◆ DO THIS
Copy the data below word for word, every line. Leave out the picture markers.

(Gathered data entries)
****

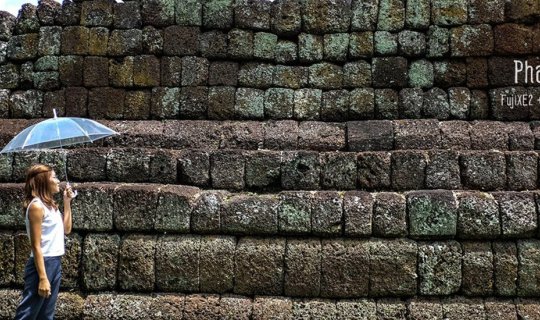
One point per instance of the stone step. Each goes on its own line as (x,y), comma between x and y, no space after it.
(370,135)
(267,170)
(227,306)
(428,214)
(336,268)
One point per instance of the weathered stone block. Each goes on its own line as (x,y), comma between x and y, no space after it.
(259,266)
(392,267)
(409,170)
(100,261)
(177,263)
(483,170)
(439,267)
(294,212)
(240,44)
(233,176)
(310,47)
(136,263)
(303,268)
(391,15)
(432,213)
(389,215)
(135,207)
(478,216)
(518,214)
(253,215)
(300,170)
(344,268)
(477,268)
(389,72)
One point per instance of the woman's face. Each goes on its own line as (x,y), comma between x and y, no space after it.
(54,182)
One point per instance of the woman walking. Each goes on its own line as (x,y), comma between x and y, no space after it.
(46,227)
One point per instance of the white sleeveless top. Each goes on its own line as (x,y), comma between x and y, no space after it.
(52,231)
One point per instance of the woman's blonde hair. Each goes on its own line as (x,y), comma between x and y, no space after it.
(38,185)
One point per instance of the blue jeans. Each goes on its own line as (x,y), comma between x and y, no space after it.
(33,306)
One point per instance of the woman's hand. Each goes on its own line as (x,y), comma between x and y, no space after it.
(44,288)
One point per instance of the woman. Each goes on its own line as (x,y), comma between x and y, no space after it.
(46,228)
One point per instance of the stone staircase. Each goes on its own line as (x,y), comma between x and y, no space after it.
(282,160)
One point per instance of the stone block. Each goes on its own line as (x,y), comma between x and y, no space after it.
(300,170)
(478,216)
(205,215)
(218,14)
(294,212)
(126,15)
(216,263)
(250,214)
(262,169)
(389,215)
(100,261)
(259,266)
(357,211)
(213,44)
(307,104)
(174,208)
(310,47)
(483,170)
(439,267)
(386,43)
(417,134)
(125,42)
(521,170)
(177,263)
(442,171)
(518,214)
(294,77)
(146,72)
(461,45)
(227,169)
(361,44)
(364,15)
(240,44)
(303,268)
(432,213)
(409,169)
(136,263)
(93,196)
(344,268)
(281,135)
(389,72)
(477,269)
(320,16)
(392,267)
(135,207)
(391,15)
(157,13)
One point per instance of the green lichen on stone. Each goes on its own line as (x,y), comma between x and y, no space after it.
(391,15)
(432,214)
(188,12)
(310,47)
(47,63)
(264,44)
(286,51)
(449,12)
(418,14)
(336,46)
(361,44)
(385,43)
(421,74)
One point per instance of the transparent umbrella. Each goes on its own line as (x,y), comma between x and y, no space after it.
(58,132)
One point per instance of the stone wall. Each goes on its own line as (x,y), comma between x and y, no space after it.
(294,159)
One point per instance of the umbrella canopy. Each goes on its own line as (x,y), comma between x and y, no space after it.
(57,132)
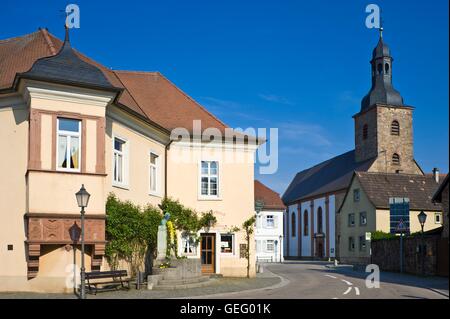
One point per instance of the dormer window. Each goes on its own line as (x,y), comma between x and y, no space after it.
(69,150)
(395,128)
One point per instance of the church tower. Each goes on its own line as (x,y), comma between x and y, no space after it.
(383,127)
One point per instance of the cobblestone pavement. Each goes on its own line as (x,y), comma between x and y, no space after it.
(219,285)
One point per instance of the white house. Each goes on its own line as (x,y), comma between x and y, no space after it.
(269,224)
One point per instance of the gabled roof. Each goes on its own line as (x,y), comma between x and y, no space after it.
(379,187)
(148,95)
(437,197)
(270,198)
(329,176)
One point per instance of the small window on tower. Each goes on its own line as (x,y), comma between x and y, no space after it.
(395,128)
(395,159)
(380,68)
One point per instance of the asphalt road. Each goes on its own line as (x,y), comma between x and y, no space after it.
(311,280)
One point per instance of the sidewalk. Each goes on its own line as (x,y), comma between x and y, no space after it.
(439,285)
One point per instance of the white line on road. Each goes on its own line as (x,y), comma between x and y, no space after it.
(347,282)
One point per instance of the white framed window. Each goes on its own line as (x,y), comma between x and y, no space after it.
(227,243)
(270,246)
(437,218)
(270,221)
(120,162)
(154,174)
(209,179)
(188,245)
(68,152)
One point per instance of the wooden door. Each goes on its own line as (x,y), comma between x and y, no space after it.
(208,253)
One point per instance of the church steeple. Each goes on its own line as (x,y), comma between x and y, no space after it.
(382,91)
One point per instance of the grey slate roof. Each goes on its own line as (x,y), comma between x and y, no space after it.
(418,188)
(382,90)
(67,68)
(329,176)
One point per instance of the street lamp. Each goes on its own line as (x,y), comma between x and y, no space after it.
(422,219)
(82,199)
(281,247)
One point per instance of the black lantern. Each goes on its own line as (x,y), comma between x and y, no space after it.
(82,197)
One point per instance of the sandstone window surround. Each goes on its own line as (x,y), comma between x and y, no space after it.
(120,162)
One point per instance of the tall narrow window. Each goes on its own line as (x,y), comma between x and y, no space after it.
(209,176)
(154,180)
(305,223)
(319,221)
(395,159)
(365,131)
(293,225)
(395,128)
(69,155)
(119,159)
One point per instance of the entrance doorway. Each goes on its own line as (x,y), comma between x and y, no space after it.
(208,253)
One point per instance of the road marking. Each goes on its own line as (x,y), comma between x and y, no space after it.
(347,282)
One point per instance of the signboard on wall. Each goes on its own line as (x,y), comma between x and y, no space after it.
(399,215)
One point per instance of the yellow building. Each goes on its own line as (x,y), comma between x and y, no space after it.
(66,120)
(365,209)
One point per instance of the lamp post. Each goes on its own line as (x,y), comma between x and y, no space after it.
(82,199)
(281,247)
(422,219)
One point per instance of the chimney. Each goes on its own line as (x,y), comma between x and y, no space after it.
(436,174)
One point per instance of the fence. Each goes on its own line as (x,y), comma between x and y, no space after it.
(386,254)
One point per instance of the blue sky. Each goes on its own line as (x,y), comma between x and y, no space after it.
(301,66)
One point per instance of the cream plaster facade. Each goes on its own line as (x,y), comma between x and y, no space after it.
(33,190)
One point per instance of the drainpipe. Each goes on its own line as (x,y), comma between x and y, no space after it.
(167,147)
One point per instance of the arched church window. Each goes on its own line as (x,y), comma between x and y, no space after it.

****

◆ THE OUTPUT
One point per instance of the stone step. Each goes on its own line as (x,y), comma between x and y, no space after it.
(370,135)
(267,170)
(227,306)
(428,214)
(336,268)
One point per instance of the weathered stone block. Each goes on its own line as (x,y), comma between x and y, no space after it.
(259,266)
(392,267)
(409,170)
(100,261)
(177,263)
(483,170)
(439,267)
(294,212)
(240,44)
(233,176)
(310,47)
(136,263)
(303,268)
(391,15)
(432,213)
(389,215)
(135,207)
(478,216)
(518,214)
(253,215)
(300,170)
(344,268)
(477,268)
(389,72)
One point per instance of the woman's face. Each goes on its own line as (x,y), comma between x and y, no space after it.
(54,182)
One point per instance of the woman walking. Each goes on its own line as (x,y), comma between x and y, no space after it.
(46,227)
One point per instance of the white sleeveless top. Each goes on its own line as (x,y), comma between x and y, no space after it.
(52,231)
One point per instance of the woman's blonde hair. Each goes on its own line as (x,y), comma between x and y, no space after it.
(38,185)
One point per instance of the blue jeans. Each goes on its own line as (x,y), comma between x and y, no space after it.
(33,306)
One point per instance of the woman's hand. Each goes on its own line as (x,y), comma between x and y, no space after it.
(44,288)
One point per instance of the woman. Each goes on its own line as (x,y), comma between x and y, no space after it.
(46,228)
One point per instance of the stone staircase. Each goes on its own line as (x,y), comma between x and y, no space after it.
(282,160)
One point per instance of the stone block. Each goes on its own line as (x,y), comma between x and y, no space after it.
(300,170)
(478,216)
(205,215)
(218,14)
(294,212)
(126,15)
(216,263)
(250,214)
(262,169)
(389,215)
(100,261)
(259,266)
(357,211)
(213,44)
(307,104)
(174,208)
(310,47)
(483,170)
(439,267)
(386,43)
(417,134)
(125,42)
(521,170)
(177,263)
(442,171)
(518,214)
(294,77)
(146,72)
(461,45)
(227,169)
(361,44)
(364,15)
(240,44)
(303,268)
(432,213)
(409,169)
(136,263)
(93,196)
(344,268)
(281,135)
(389,72)
(477,269)
(320,16)
(392,267)
(135,207)
(391,15)
(157,13)
One point per instance of the green lichen on stone. Each goes on its own line as (x,y), comma between x and y, no space after it.
(391,15)
(432,214)
(188,12)
(310,47)
(47,63)
(264,44)
(286,51)
(449,12)
(418,14)
(336,46)
(361,44)
(385,43)
(421,74)
One point per instance of the transparent umbrella. Each goes on its own line as (x,y), comma between x and y, no space after it.
(58,132)
One point per instance of the stone wall. Each goes on its own line as (x,y), comma between x and y, no space after it.
(294,159)
One point per instance of the umbrella canopy. Each goes on its own line as (x,y), comma between x and y, no space after it.
(57,132)
One point per instance of the dormer window. Each goes on its own line as (x,y), comma between x and y, no space after it.
(69,150)
(395,128)
One point per instance of the church tower. Each goes on its own line as (x,y), comma between x and y, no space after it.
(383,127)
One point per instance of the cobblestone pavement. Each goes on its own line as (x,y), comma between x and y, no space after it.
(219,285)
One point per instance of the white house. Each goes on its own line as (x,y), comma between x and y, no space after it.
(269,224)
One point per instance of the gabled roof. Each goes on its own line as (x,y), comma between x and y, no space after it.
(379,187)
(148,95)
(437,197)
(270,198)
(329,176)
One point per instance of the small window on tower. Each goes on its own line as (x,y), comma between x and y, no space after it.
(395,128)
(395,159)
(380,68)
One point per instance of the asphalt road. Each goes on its own line as (x,y), comma between x and y, no space after it.
(311,280)
One point per instance of the sidewalk. Each goes on its own line as (x,y), comma between x and y, no space after it.
(439,285)
One point per instance of the white line on road. Each goes on its own line as (x,y), comma between x and y, no space after it.
(347,282)
One point per instance of the white framed window. Each goes on its own line as (x,y), comma between x and y, no space after it.
(227,243)
(270,246)
(437,218)
(270,221)
(120,162)
(154,174)
(209,179)
(188,245)
(68,152)
One point per instance of the wooden door. Each goes on its own line as (x,y), comma between x and y, no space after it.
(208,253)
One point per instance of the church steeple. Each goes on its own line as (x,y), comma between x and y, no space after it.
(382,91)
One point per instance of the grey slate roof. Each goes on its own line as (x,y), comma between x and y, no space after it.
(418,188)
(382,90)
(67,68)
(329,176)
One point per instance of the street lamp. Each goes on its own line as (x,y), comma between x and y, no space after it.
(422,219)
(82,199)
(281,247)
One point per instance of the black lantern. Each goes on its own line as (x,y), comma between x and y, no space after it.
(82,197)
One point per instance of the sandstone window surround. Each goes on its own line as (x,y), comma between x and y, no space after it.
(120,162)
One point per instance of the tall narrow window. Each goes on its own line as (x,y), comma between x and y, no space after it.
(209,176)
(154,180)
(305,223)
(319,221)
(395,159)
(365,131)
(293,225)
(395,128)
(69,155)
(119,159)
One point per instance of the entrance doorway. Each goes on its own line as (x,y), comma between x and y, no space after it.
(208,253)
One point per instance of the road marking. Each goes on its own line as (x,y), comma between x and y, no space after it.
(347,282)
One point per instance of the signboard on wall. Each goes on its own line as (x,y), comma between x and y, no space after it.
(399,215)
One point per instance of the yellow building. Each goes on its own line as (x,y), comma between x and y, no space after it.
(66,120)
(365,209)
One point per instance of the lamp post. Each goes on its own line as (x,y), comma between x and y, no space after it.
(82,199)
(281,247)
(422,219)
One point per instance of the chimney. Each goes on its own line as (x,y), comma between x and y, no space after it.
(436,174)
One point per instance of the fence. Each goes on its own line as (x,y), comma between x and y, no space after it.
(386,254)
One point per instance of the blue sky. Each goes on its own line as (x,y), comma between x and y, no space after it.
(301,66)
One point per instance of the cream plaster facade. Each goes on its own line as (x,y), comma between x and y, no space after it.
(33,190)
One point per instance of the drainpipe. Each goes on its own line as (x,y), comma between x and y, no space after it.
(167,147)
One point per instance of the arched church window. Each goes on its own line as (x,y), comma between x and y, no space after it.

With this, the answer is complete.